» **Aufgabe**: Ändere in den Zeilen von der Zeile mit „A colleague asked me to get the coordinates of the person“ bis einschließlich der Zeile mit „43, 109, 179, 135“ jedes „colleague“ in „coworker“ und gib nur diese Zeilen sonst unverändert wieder.

» **Einträge des Datensatzes**:
------
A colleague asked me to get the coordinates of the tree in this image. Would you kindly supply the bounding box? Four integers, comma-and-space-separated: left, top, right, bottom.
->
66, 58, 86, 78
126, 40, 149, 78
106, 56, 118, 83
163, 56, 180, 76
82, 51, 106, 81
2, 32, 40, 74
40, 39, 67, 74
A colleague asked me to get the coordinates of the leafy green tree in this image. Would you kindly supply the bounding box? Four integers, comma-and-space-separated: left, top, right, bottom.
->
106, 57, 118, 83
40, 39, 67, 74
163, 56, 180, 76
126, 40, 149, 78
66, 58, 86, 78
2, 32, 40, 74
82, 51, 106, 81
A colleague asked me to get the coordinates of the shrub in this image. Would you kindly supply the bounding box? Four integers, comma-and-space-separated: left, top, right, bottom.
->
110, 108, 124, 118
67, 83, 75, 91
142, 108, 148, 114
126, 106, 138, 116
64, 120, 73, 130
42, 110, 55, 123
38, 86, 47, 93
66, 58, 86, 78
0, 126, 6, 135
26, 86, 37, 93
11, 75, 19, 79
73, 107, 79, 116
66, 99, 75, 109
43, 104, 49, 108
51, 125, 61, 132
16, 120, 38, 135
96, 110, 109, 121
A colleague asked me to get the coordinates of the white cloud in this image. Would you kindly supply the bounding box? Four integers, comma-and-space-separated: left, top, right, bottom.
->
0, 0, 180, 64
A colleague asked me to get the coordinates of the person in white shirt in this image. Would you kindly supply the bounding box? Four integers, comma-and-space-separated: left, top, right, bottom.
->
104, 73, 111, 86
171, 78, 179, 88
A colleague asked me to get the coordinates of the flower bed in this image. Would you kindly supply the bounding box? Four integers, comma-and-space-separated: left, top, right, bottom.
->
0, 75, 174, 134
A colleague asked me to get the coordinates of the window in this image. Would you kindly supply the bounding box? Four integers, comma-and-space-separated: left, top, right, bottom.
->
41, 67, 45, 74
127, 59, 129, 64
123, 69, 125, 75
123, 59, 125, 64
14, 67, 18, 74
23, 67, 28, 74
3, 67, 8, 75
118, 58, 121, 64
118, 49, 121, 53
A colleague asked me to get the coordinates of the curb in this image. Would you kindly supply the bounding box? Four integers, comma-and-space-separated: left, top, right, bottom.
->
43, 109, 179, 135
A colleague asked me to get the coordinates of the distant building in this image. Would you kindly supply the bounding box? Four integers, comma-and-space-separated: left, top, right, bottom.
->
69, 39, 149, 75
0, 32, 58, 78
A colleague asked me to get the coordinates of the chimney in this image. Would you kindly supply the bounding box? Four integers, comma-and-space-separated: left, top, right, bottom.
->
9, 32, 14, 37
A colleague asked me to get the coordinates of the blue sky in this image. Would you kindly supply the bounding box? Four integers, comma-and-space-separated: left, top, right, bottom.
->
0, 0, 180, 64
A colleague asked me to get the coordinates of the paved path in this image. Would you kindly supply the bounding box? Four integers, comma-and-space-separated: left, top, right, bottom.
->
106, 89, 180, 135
------
» **Lösung**:
A coworker asked me to get the coordinates of the person in white shirt in this image. Would you kindly supply the bounding box? Four integers, comma-and-space-separated: left, top, right, bottom.
->
104, 73, 111, 86
171, 78, 179, 88
A coworker asked me to get the coordinates of the flower bed in this image. Would you kindly supply the bounding box? Four integers, comma-and-space-separated: left, top, right, bottom.
->
0, 75, 174, 134
A coworker asked me to get the coordinates of the window in this image. Would you kindly supply the bounding box? Four integers, comma-and-space-separated: left, top, right, bottom.
->
41, 67, 45, 74
127, 59, 129, 64
123, 69, 125, 75
123, 59, 125, 64
14, 67, 18, 74
23, 67, 28, 74
3, 67, 8, 75
118, 58, 121, 64
118, 49, 121, 53
A coworker asked me to get the coordinates of the curb in this image. Would you kindly supply the bounding box? Four integers, comma-and-space-separated: left, top, right, bottom.
->
43, 109, 179, 135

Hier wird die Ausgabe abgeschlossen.